**CONSIGNE 1**
Traduisez en anglais cette phrase de la présentation du roman Paideia : « Leur destin est scellé, sans possibilité de fuir ou d’explorer d’autres horizons. »
**CONSIGNE 2**
Reprenez la présentation du roman Paideia à partir de sa dernière phrase et poursuivez-la.

**PASSAGE DU TEXTE**
◆ ◆ ◆
Paideia – Claire Garand

Paideia

De Claire Garand

La Volte – 320 pages

Paideia : du grec ancien, éducation et instruction de la perfection et de l’excellence visant à former les meilleurs citoyens, à même de créer la cité idéale.

Dix petites filles

Dix jeunes filles, âgées de seulement sept ans, évoluent chacune dans une station en orbite autour de la Lune, accompagnées d’un couple parental. Parmi elles se trouve la narratrice, qui rêve d’explorer l’univers et de prendre sa revanche sur les harceleuses qui ne cessent de la tourmenter lors des classes (virtuelles, mais la douleur est bien réelle). Les autres la considèrent comme la moins intelligente en raison d’un écart dans le résultat d’un test d’intelligence. Malgré leur jeune âge, ces fillettes possèdent un corps vieilli artificiellement, car elles sont destinées à devenir les mères d’une future humanité. La Terre, devenue inhabitable, n’est plus une option, et elles devront passer le reste de leur existence sur une Lune terraformée à enfanter pour éviter l’extinction de l’espèce. Leur destin est scellé, sans possibilité de fuir ou d’explorer d’autres horizons. La narratrice se berce d’illusions quant à la véritable nature de la mission qui leur est confiée. Lorsqu’elle prend conscience de l’existence qui l’attend, elle refuse de se soumettre et cherche un moyen d’échapper à son destin et de réaliser ses rêves d’exploration.
◆ ◆ ◆
Lignes de données:
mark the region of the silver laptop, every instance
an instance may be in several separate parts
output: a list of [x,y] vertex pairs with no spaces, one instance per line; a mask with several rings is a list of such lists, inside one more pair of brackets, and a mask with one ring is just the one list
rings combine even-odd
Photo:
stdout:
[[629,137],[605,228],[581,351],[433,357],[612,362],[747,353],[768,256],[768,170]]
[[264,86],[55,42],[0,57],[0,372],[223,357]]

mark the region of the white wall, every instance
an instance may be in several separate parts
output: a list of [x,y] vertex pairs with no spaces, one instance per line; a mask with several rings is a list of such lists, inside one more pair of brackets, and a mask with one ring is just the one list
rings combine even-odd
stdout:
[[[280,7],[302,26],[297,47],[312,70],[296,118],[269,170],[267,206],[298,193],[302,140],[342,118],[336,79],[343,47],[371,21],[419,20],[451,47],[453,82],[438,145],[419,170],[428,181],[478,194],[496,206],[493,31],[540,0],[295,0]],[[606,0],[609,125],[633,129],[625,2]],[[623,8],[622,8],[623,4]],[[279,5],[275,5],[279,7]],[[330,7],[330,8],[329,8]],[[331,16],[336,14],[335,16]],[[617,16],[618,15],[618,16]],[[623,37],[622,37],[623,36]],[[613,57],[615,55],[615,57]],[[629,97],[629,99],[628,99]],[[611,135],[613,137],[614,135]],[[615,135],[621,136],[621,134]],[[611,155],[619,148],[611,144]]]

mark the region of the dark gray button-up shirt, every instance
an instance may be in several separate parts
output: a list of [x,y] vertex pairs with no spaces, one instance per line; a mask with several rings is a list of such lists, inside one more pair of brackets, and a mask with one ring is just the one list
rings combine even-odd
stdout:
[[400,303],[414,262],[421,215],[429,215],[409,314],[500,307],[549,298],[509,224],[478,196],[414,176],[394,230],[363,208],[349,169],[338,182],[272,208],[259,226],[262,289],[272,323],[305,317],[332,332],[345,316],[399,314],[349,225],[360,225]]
◆ ◆ ◆
**RÉPONSE 1**
Their fate is sealed, with no possibility of fleeing or exploring other horizons.

**RÉPONSE 2**
Utilitarisme vs conséquentialisme

Dans Paideia, Claire Garand aborde les thèmes de la liberté, du choix et du libre-arbitre, de la condition humaine (et spécifiquement celle des femmes, réduites ici à leur appareil reproductif et à leur capacité à enfanter) ainsi que de la pression sociale subie et amplifiée par une société moribonde. Toute société aspire à perdurer et incite les femmes à devenir mères. Mais dans une société sur le point de  disparaître quel possibilité reste-t-il ? De l’incitation on passe à l’obligation de se reproduire, sans considération éthique. Aucune des petites filles du roman ne désire être mère mais elles ont toutes compris et accepté la nécessité d’enfanter (une vision utilitariste de leur existence). La narratrice se rebelle sans percevoir les conséquences à long terme de ses actions tant pour elle que pour ce qui reste de l’humanité. La trajectoire de la narratrice pose des questions éthiques, morales (faut-il sauver le plus grand nombre et à quel prix ou préserver l’individualité et à quel prix ?), philosophiques passionnantes et en résonance avec notre société actuelle.
Dans ce huis clos oppressant et artificiel, Claire Garand nous plonge au cœur de l’expérience du personnage en adoptant le point de vue de la narratrice : une petite fille à la fois intelligente, naïve et immature, prise entre une forme d’innocence enfantine et la nécessité de devoir grandir rapidement. La narration, déroutante de prime abord, nécessite de se laisser porter un temps pour pouvoir ensuite apprécier toute la richesse du roman. Vous l’avez compris, Paideia est un roman à lire et Claire Garand une autrice à suivre.

Un extrait

Au programme de ce soir, révision d’histoire terrienne, pour savoir d’où nous venions, disait madame Naïma. Encore !
J’en avais marre du passé où je n’étais pas née, je voulais l’avenir. Le mien. Glorieux et éclatant.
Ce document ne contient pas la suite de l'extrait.